**Exercise tasks:**
1) Decide whether each statement below agrees with the passage on the Majk hermitage. Answer yes or no for each, and quote the deciding words of the passage.
(a) Count József Esterházy gave Majkpuszta to the Camaldolese in 1733.
(b) The hermitage was built to the plans of an Italian architect.
(c) The Celli Chapel was built within the walls of the hermitage.
2) Continue the passage on the Majk hermitage from its final sentence, in the same descriptive style.

The Camaldolese Hermitage of Majk, a monument complex in Hungary that is considered a rarity throughout Europe, is located in the depths of the northern Vértes Mountain range, near reed-covered lakes. Here, where silence prevails, the visitor can leave the bustling world behind and enter the timeless, holy world of the hermits.
The History of Majk
The Camaldolese order was founded in mediaeval Italy by hermit communities of followers of Saint Romuald (c. 952–1027). In the 16th century, a new branch of the order, the Congregation of Mount Corona, was established. In 1733, Count József Esterházy (1682–1748) gifted Majkpuszta to the Camaldolese, along with farmland, woodlands, pastures, fishponds, and mills. The hermitage was erected in phases between 1736 and 1770, according to the plans of Austrian architect Franz Anton Pilgram. The contemplative monastic orders, including the Camaldolese, were disbanded by Joseph II, Holy Roman Emperor, in 1782. The buildings were rented by a fabric production firm in the first half of the 19th century, and the Esterházys began using them as a hunting lodge in the 1860s. Count Móric Esterházy (1881–1960), Prime Minister of Hungary in 1917, was born in Majk. The guest house (Foresteria) was renovated between 2012 and 2015, and the renovation of the rest of the monument, including the cell-houses, the church, the geometric garden and its garden structure, i.e. the grotto chapel, began in 2018.
Lake Majk and its Surroundings
In the formal language of contemporary architecture, the ticket desk/reception facility evokes the one-story dwellings of agricultural serf-tenants that originally stood on the lake shore. Visitors heading towards the church tower from here will cross a dam, and then, at the outflow of the lake, come upon its solitary surviving watermill, which is now a protected monument. Above the lake, on a hill, rises the Celli (Mariazell) Chapel of the Blessed Virgin Mary, built outside the walls of the hermitage in 1757 for the spiritual refreshment of the people serving in Majkpuszta and “the pilgrims of both sexes”.

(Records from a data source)
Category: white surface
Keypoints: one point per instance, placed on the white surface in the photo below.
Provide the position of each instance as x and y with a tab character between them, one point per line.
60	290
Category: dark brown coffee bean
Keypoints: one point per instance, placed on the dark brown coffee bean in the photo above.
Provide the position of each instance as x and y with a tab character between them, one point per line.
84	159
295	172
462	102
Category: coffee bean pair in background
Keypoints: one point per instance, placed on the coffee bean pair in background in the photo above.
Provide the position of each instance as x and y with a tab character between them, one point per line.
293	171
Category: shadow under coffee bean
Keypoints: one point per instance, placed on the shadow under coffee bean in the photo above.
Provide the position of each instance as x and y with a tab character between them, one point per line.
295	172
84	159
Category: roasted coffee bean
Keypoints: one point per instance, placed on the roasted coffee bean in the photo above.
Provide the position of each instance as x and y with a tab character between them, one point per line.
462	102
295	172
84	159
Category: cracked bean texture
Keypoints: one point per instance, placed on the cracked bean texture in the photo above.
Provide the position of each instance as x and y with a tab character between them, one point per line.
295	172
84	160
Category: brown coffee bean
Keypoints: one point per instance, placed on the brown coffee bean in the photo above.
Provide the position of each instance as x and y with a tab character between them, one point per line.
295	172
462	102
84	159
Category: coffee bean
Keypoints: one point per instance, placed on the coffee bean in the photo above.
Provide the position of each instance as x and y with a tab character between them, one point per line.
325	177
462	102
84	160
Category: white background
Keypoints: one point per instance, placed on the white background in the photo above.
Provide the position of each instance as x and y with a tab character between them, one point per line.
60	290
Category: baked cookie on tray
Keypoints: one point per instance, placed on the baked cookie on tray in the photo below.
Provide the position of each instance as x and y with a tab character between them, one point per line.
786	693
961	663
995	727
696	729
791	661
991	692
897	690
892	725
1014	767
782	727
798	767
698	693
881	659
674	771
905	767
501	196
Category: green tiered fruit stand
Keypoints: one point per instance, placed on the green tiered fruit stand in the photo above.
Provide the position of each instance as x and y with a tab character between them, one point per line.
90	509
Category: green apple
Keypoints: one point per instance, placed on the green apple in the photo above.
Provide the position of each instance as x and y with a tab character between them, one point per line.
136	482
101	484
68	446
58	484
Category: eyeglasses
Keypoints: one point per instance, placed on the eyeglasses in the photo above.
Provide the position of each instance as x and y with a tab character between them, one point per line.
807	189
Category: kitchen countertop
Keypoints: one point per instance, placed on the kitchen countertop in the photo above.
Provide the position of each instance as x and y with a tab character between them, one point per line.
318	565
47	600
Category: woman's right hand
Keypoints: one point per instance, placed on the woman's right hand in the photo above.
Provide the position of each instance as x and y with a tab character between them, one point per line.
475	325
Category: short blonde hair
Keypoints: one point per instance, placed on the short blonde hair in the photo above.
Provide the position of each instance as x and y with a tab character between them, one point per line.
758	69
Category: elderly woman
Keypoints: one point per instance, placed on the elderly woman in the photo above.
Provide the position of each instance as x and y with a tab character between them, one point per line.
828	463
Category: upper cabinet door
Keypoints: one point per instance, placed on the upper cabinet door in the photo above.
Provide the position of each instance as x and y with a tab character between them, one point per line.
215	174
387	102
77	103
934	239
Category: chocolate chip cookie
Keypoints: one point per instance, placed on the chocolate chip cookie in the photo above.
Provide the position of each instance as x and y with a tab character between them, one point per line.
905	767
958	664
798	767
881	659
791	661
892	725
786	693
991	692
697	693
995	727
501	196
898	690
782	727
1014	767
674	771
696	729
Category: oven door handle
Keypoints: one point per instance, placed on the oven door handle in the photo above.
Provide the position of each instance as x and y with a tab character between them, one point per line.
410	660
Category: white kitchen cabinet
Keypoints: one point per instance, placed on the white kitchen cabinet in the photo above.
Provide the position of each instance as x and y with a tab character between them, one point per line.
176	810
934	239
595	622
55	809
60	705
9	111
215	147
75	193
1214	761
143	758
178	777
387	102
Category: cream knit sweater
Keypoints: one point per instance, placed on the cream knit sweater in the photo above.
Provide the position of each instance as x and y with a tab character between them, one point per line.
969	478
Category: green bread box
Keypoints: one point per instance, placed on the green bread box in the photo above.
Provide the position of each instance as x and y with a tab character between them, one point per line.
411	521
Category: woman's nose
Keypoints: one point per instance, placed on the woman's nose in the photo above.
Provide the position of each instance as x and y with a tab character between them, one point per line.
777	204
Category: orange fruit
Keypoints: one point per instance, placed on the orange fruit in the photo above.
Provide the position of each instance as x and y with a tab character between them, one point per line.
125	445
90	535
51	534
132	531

**Replies:**
1)
(a) Yes: "In 1733, Count József Esterházy (1682–1748) gifted Majkpuszta to the Camaldolese"
(b) No: "according to the plans of Austrian architect Franz Anton Pilgram"
(c) No: "built outside the walls of the hermitage in 1757"

2)
The Main Gate
According to the testimony of its keystone, the main gate of Majk Hermitage was completed in 1746. The visitor can now see the ornate gate and its “gatekeepers”, the statues of Saint Romuald of Ravenna and his father, Sergius degli Onesti, in the building complex’s western perimeter wall, where they were relocated in 1860. In 2020, a new gate construction resembling the old gate’s mass division, figural embellishments, and inscription was created in its original location, allowing for reading of the original Latin inscription that translates as: “Far be those who disturb the silence from the gates of this sacred solitude, for its consecrated army despises noise”.
The Foresteria, which was constructed between 1745 and 1752, comprised guest rooms and communal spaces for hermits, such as a kitchen, a library, and a barber chamber. The ceremonial dining hall, the Refectory, located on the ground floor level, was central to the monastic community’s life: it was here that they dined together at Christmas and Easter. Its walls are covered with murals depicting the life of Romuald and the Last Supper. Upstairs visitors can view the exhibition about the history of the Camaldolese titled “The Power of Silence”, as well as a Polish photo exhibition, which portrays the contemporary life of the order. Additionally, this wing contains rooms honouring the relationship between Hungarian prince Francis II Rákóczi and the Camaldolese in France.
The cell-houses of the hermits were situated in an area separated by walls from the Foresteria. They were constructed from the foundations of aristocratic families, individuals, and high priests. Their coats of arms can be seen on the façade. Cell-houses comprised a reception room, a cell, a chapel, a workshop, and a woodshed, and each hermit had a small garden. The cell-house served as the personal living space of a hermit; he slept, ate, and read here, and spent his leisure time writing, sculpting, and tending to his garden.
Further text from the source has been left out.